Copia el fragmento del texto sobre Alfonsín en el hotel Panamericano que va entre "Uno de los testigos" y "moverse con impunidad.", ambos incluidos, y renombra "servicios de inteligencia" como "organismos de inteligencia".

◆ **TEXTO PARA REVISAR**
....................

Cuando se recostó en la cama doble de esa habitación en suite del último piso del hotel Panamericano, un edificio de dos torres y casi trescientas habitaciones, a muy pocos metros del Obelisco porteño, leyó por encima, como un ejercicio casi automático, los párrafos principales del discurso que debía exponer ante el Congreso de la Nación a la mañana siguiente.
Su secretaria, en otra habitación, ordenaba unos papeles, corroboraba que desde los calzoncillos hasta las camisas estuviesen en perfecto estado y revisaba los documentos personales que debía llevar consigo al otro día a cada lugar donde fueran.
Margarita Ronco, la secretaria, concentraba el manejo de la agenda y de esa forma era la persona con la que casi todos querían quedar bien y evitarse algún disgusto que los dejara fuera del área principal de decisiones.
Ella había llegado hacía unos años a relacionarse con Alfonsín cuando buscaba trabajo en Buenos Aires y de a poco había consolidado confianza, intimidad y afecto.
Los pasillos estaban vacíos, con sus luces de sombras tenues que se proyectaban sobre el piso alfombrado remarcado cada dos metros con rombos, y resonaba por allí un “Viva la Patria”, que en tono firme Jorge Luis Borges le había regalado a Alfonsín cuando fue a visitarlo junto a otros escritores.
Julio Cortázar, otro emblema de la literatura argentina, no tuvo la misma suerte. Había estado en Buenos Aires varios días durante aquella primavera, y no lo recibieron. Margarita, la secretaria, se lamentó, lloró y dijo que la reunión se le había traspapelado.
“Alfonsín no lo quería”, corroboró mucho después uno de sus familiares.
Le achacaban a Cortázar un papel poco significativo, o poco comprometido, cuando desde su residencia en Francia se desentendía de los pedidos de cientos de exiliados que llegaban hasta allí en busca de refugio, comida y trabajo para poder subsistir después del golpe de 1976.
En el hotel, varios custodios comunicados por un aparato portátil de frecuencia policial se distribuían con discreción por las escaleras y los accesos para franquear el eventual paso de cualquier curioso o desconocido.
El protocolo de seguridad se cumplía a rajatabla, aunque para los expertos y los buscadores de desperfectos el sistema podía tener fallas.
Una tarde de fines de noviembre de ese 1983, el sistema de seguridad fue puesto a prueba. Un hombre abordó los ascensores hasta el último piso sin que nadie lo detuviera en la planta baja. Cuando llegó arriba, saludó sonriente, de traje impecable, bien puesto. La custodia no sospechó que el individuo era un colado que solo quería husmear y ver personalmente cómo era el lugar donde se entretejía el futuro poder de la Argentina.
Después de un rato, varios se preguntaron quién era. Nadie lo conocía y un custodio lo interceptó para que se identificara. El hombre, más amable que antes, mostró una credencial cualquiera y lo dejaron ir.
Uno de los testigos se preguntaba, después, sin creer demasiado en las teorías conspirativas, si el asunto había sido una prueba interna para los encargados de la seguridad o una señal de los servicios de inteligencia que avisaban así que todavía podían moverse con impunidad.
Pero la percepción esa noche de vigilia del propio Alfonsín era mucho más inquietante.
−Todavía tenía la sensación −dijo, diez años después, ante dos periodistas que lo visitaban en su casa porteña de la avenida Santa Fe al 1500− de que los militares no nos iban a dejar asumir, de que algo podía pasar. Lo pensé varias veces recurrentemente la misma noche del nueve [de diciembre], que todavía alguna jugada sucia nos podían hacer a último momento.
Ni siquiera lo tranquilizaban las consultas preliminares que sus hombres de confianza habían establecido con la dictadura unas semanas antes para planificar y asegurar los principales puntos de la transición democrática. La fecha que habían elegido los radicales para el traspaso del mando no era casual. El 10 de diciembre era el día de la Declaración Universal de los Derechos Humanos.
Los resquemores militares estaban centrados, fundamentalmente, en cómo encararía el Gobierno democrático la revisión de los actos de la represión a partir de 1976.

....................

[Datos de expresiones referenciales]
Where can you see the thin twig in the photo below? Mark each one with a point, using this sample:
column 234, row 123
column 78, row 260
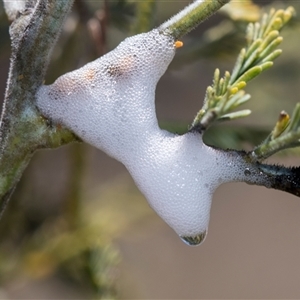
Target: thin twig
column 190, row 17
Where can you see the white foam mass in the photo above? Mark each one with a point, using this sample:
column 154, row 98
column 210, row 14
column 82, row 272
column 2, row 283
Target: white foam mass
column 110, row 103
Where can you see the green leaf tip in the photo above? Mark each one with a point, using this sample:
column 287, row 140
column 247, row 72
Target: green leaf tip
column 226, row 93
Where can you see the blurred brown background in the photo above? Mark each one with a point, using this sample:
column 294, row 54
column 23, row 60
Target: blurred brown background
column 252, row 249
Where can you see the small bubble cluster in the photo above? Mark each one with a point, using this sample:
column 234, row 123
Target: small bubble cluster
column 110, row 103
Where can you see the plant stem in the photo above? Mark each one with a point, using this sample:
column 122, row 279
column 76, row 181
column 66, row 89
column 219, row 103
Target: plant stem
column 187, row 19
column 22, row 128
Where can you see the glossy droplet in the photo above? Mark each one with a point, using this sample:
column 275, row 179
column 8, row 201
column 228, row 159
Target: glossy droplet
column 194, row 240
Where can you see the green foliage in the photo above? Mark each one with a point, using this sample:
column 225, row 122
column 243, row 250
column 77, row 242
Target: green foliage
column 227, row 93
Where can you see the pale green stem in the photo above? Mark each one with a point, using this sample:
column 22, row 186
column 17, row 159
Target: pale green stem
column 145, row 16
column 190, row 17
column 22, row 128
column 264, row 151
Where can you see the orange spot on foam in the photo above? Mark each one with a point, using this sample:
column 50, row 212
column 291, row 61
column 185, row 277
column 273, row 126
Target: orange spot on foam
column 178, row 44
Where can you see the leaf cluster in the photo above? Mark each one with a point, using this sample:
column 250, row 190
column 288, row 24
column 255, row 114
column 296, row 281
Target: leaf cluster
column 226, row 94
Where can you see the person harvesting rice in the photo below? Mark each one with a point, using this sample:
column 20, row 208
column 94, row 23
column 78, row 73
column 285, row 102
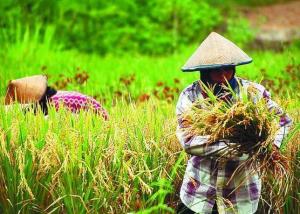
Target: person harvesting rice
column 213, row 181
column 35, row 90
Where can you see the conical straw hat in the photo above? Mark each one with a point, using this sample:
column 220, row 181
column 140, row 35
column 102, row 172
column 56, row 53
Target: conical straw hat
column 214, row 52
column 26, row 90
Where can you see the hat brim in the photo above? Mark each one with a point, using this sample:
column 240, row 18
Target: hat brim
column 212, row 66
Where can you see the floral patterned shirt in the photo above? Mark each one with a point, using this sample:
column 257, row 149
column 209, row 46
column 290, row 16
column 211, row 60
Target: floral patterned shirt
column 75, row 101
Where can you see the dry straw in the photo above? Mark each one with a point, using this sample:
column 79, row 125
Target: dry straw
column 250, row 127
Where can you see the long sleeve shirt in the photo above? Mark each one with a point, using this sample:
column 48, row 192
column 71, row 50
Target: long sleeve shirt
column 207, row 180
column 75, row 101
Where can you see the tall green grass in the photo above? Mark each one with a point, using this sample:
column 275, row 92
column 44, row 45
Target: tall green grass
column 80, row 163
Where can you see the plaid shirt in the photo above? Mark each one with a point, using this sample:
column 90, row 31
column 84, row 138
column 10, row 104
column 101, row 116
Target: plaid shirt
column 207, row 178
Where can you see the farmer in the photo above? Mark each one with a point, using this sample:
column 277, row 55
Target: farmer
column 35, row 90
column 207, row 187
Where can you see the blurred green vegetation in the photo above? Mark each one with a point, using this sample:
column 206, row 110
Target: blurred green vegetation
column 147, row 27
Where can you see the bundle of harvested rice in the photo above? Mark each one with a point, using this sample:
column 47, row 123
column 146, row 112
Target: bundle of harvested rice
column 250, row 128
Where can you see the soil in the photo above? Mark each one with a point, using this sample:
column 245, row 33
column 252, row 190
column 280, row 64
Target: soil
column 279, row 22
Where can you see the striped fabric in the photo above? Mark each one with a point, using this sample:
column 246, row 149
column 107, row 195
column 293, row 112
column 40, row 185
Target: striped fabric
column 75, row 101
column 207, row 177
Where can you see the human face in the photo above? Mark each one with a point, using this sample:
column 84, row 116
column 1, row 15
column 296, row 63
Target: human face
column 221, row 75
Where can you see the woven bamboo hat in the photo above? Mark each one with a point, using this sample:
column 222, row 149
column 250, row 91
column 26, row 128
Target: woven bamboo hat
column 26, row 90
column 215, row 52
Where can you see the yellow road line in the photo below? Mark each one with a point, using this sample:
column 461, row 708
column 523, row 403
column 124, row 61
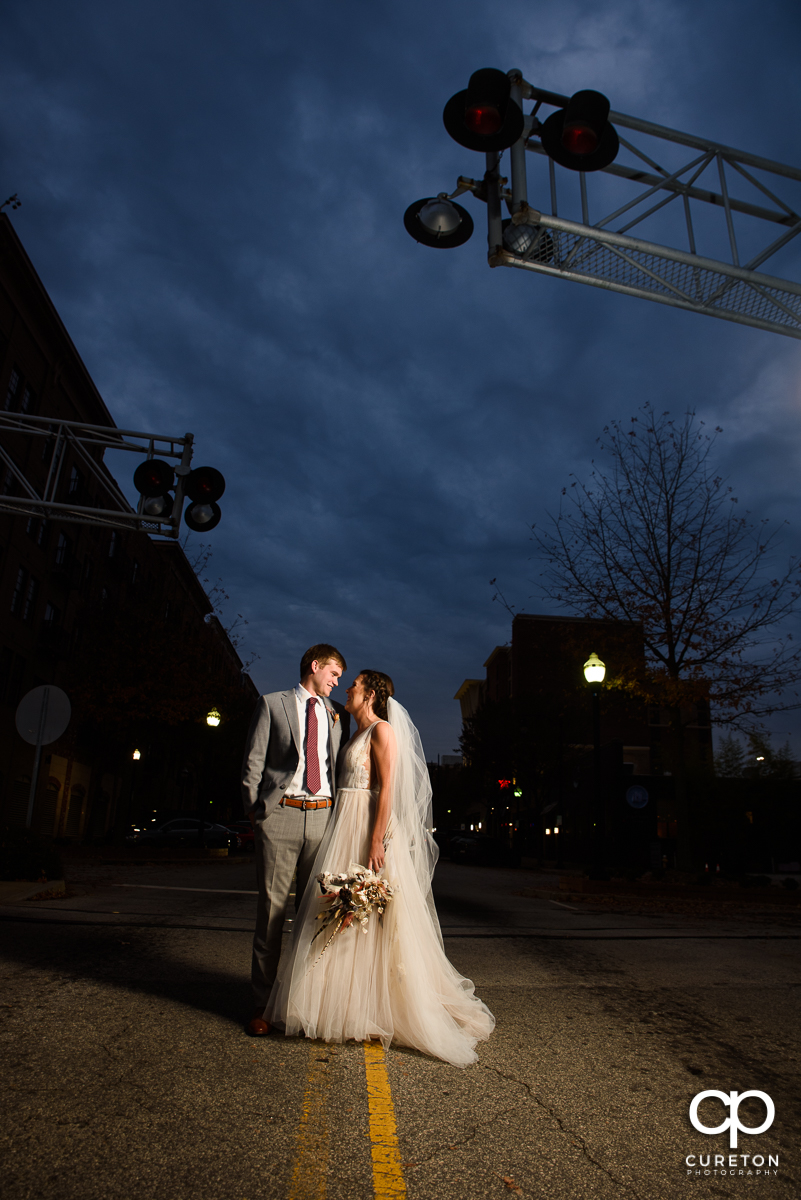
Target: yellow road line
column 311, row 1165
column 387, row 1174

....................

◆ **SOLUCIÓN**
Uno de los testigos se preguntaba, después, sin creer demasiado en las teorías conspirativas, si el asunto había sido una prueba interna para los encargados de la seguridad o una señal de los organismos de inteligencia que avisaban así que todavía podían moverse con impunidad.